> _Instruction 1_: Repeat the billboard crackdown article word for word, from "Billboard Inspector. It" to "Kathy on 101.9.".
> _Instruction 2_: According to the billboard crackdown article, how much extra money a year does the city expect to collect by ticketing illegal billboards?
> _Instruction 3_: In the billboard crackdown article, why does the writer say Mayor Emanuel didn't actually say the quoted statement?

> _Source passage_:
******

Billboard Inspector. It sounds like a patronage job invented back in the heyday of the Kelly-Nash Machine. Yet our very 21st Century Mayor, Rahm Emanuel, has declared a crackdown on illegal billboards, figuring the city can pull in an extra $2.5 million a year by writing tickets for those giant ads reminding us to eat shrimp tacos, or listen to Eric and Kathy on 101.9.
“The proliferation of illegal and unregistered signs throughout Chicago has been keeping the City from utilizing potential revenue needed to deliver quality services to the taxpayers,” Mayor Emanuel said in a statement. (He didn’t actually say that. No one talks like that. A staffer wrote it for him.) “With an expanded approach to identifying illegal billboards and a more effective way of enforcing the City’s regulations, we’ll not only recover funds owed but ensure those who erect signs without proper permits and approvals are held accountable.”

******

> _Provided records_:
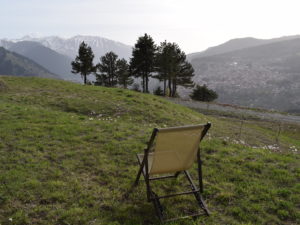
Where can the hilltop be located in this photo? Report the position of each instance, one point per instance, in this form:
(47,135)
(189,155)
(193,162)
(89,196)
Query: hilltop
(67,156)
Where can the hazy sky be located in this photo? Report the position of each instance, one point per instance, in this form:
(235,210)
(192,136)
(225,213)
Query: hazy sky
(193,24)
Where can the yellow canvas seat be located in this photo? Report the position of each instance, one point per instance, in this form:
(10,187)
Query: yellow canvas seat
(172,151)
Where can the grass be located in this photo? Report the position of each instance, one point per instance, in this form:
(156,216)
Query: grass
(67,156)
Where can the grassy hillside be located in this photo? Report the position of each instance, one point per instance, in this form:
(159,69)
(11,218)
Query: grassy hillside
(67,156)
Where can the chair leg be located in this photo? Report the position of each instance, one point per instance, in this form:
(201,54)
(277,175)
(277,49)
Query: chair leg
(142,164)
(197,194)
(177,174)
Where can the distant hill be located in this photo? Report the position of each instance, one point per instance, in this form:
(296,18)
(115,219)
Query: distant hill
(14,64)
(51,60)
(267,75)
(69,46)
(236,44)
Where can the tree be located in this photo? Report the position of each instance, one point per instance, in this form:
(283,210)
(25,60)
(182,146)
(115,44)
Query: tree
(142,61)
(203,93)
(108,70)
(83,62)
(123,74)
(172,68)
(158,91)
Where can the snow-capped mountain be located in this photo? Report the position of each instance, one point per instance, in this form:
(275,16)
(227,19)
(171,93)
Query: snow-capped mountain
(69,46)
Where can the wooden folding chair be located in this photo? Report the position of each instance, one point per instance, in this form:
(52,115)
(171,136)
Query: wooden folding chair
(172,151)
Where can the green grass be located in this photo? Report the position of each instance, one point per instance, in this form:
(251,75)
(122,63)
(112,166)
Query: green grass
(67,156)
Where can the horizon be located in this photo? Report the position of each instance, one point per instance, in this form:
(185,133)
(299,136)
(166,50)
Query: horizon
(87,35)
(193,25)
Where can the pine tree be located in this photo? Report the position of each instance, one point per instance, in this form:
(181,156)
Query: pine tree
(172,68)
(108,70)
(142,61)
(123,75)
(83,62)
(203,93)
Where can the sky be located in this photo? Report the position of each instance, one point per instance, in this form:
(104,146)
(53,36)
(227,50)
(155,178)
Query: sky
(193,24)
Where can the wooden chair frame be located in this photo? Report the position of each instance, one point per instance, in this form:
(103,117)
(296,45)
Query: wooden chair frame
(152,197)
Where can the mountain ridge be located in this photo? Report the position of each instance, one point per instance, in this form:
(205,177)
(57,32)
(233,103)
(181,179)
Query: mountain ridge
(15,64)
(264,76)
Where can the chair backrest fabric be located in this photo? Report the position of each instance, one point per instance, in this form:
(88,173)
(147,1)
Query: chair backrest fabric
(175,149)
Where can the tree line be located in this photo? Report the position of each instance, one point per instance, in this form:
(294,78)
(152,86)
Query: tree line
(166,62)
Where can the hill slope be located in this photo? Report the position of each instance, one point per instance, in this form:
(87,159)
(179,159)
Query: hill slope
(17,65)
(266,76)
(237,44)
(67,156)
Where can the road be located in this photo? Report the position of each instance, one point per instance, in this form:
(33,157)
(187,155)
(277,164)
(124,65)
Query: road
(265,115)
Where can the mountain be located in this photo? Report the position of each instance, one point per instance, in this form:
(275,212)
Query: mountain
(266,76)
(69,46)
(14,64)
(236,44)
(51,60)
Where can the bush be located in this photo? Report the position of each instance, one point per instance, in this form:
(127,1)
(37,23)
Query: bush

******

> _Full output 1_:
Billboard Inspector. It sounds like a patronage job invented back in the heyday of the Kelly-Nash Machine. Yet our very 21st Century Mayor, Rahm Emanuel, has declared a crackdown on illegal billboards, figuring the city can pull in an extra $2.5 million a year by writing tickets for those giant ads reminding us to eat shrimp tacos, or listen to Eric and Kathy on 101.9.

> _Full output 2_: An extra $2.5 million a year.

> _Full output 3_: The writer says no one talks the way the statement is worded. The writer adds that a staffer wrote it for him.